The Epps-Singleton test (Epps & Singleton 1986; Goerg & Kaiser 2009) is a nonparametric test for overall equal distribution of two univariate samples. It is typically more powerful than the Kolmogorov-Smirnov test, and unlike the Kolmogorov-Smirnov it can be used also for non-continuous (i.e. ordinal) data. The null hypothesis is H₀: The two samples are taken from populations with equal distribution.

The mathematics behind the Epps-Singleton test are complicated. The test is based on the Fourier transform of the empirical distribution function, called the empirical characteristic function (ECF). The ECF is generated for each sample and sampled at two points (t₁=0.4 and t₂=0.8, standardized for the pooled semi-interquartile range). The test statistic W₂ is based on the difference between the two sampled ECFs, standardized by their covariance matrices. A small-sample correction to W₂ is applied if both sample sizes are less than 25. The p value is based on the chi-squared distribution. For details, see Epps & Singleton (1986) and Goerg & Kaiser (2009).

Coefficient of variation (Fligner-Kileen test)

This module tests for equal coefficient of variation in two samples. The coefficient of variation (or relative variation) is defined as the ratio of standard deviation to the mean in percent.

The 95% confidence intervals are estimated by bootstrapping (simple bootstrap), with the given number of replicates (default 9999).

The null hypothesis if the statistical test is:

H₀: The samples were taken from populations with the same coefficient of variation.

### TASK INSTRUCTIONS
a. Summarize the statistics passage in two sentences.
b. Please state whether each statement agrees with the statistics passage, answering yes or no and quoting the words that decide it: (i) A small-sample correction to W₂ is applied when both sample sizes are under 25. (ii) The Epps-Singleton test can be used only with continuous data. (iii) The default number of bootstrap replicates is 999.
c. Write out the statistics passage word for word from "This module tests" to "replicates (default 9999).".

[Source data]
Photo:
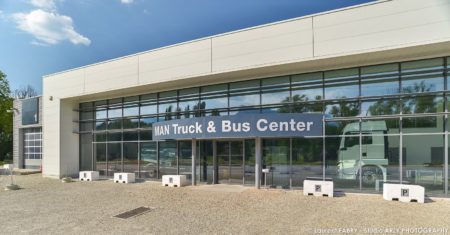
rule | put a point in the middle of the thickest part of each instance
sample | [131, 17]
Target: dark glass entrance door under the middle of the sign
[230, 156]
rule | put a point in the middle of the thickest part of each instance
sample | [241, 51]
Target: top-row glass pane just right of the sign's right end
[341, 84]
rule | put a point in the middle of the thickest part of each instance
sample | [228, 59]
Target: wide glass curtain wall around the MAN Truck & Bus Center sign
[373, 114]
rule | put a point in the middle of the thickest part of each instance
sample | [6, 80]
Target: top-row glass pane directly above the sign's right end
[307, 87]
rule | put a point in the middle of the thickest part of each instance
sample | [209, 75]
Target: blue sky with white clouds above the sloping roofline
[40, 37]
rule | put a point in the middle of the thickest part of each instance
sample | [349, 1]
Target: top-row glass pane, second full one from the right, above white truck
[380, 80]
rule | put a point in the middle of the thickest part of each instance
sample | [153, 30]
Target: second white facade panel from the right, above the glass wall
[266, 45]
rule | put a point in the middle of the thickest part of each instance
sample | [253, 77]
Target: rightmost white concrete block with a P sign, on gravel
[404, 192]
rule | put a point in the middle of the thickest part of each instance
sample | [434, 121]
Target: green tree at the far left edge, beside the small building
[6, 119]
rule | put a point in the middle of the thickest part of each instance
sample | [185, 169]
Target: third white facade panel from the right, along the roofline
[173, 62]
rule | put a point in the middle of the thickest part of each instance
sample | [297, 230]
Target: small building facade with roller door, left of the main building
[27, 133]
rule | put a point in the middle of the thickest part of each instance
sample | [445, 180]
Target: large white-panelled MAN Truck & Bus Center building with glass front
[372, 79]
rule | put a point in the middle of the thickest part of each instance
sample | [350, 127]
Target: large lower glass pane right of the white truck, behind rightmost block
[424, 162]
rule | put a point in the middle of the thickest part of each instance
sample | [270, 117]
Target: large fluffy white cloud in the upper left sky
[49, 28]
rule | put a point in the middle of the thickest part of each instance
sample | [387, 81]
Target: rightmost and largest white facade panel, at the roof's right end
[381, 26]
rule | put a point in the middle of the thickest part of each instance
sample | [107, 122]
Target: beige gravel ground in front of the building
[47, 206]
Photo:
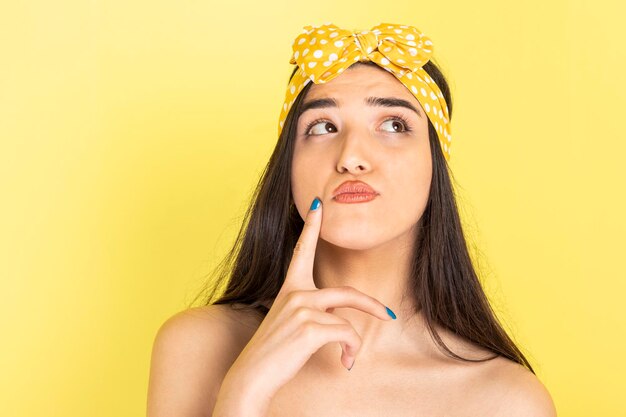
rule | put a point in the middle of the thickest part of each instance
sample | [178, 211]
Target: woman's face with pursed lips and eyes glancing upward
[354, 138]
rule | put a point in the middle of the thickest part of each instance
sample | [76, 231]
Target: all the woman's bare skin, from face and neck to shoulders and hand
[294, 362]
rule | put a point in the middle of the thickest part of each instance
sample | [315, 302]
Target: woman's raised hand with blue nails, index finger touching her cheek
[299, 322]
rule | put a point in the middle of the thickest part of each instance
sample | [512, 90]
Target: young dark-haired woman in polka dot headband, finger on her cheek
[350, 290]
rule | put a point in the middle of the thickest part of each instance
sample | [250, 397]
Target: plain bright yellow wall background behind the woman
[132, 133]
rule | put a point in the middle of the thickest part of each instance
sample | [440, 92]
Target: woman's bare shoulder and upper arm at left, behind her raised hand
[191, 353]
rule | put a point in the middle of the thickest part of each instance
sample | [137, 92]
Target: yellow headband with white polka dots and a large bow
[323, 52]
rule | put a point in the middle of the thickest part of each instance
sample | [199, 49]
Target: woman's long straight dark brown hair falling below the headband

### ANSWERS FOR EACH ITEM
a. The Epps-Singleton test is a nonparametric test of whether two univariate samples come from populations with equal distribution. It is typically more powerful than the Kolmogorov-Smirnov test and can also handle ordinal data, and a second module tests whether two samples share the same coefficient of variation, with 95% confidence intervals estimated by bootstrapping.

b.
(i) Yes: "A small-sample correction to W₂ is applied if both sample sizes are less than 25."
(ii) No: "unlike the Kolmogorov-Smirnov it can be used also for non-continuous (i.e. ordinal) data"
(iii) No: "(default 9999)"

c.
This module tests for equal coefficient of variation in two samples. The coefficient of variation (or relative variation) is defined as the ratio of standard deviation to the mean in percent.

The 95% confidence intervals are estimated by bootstrapping (simple bootstrap), with the given number of replicates (default 9999).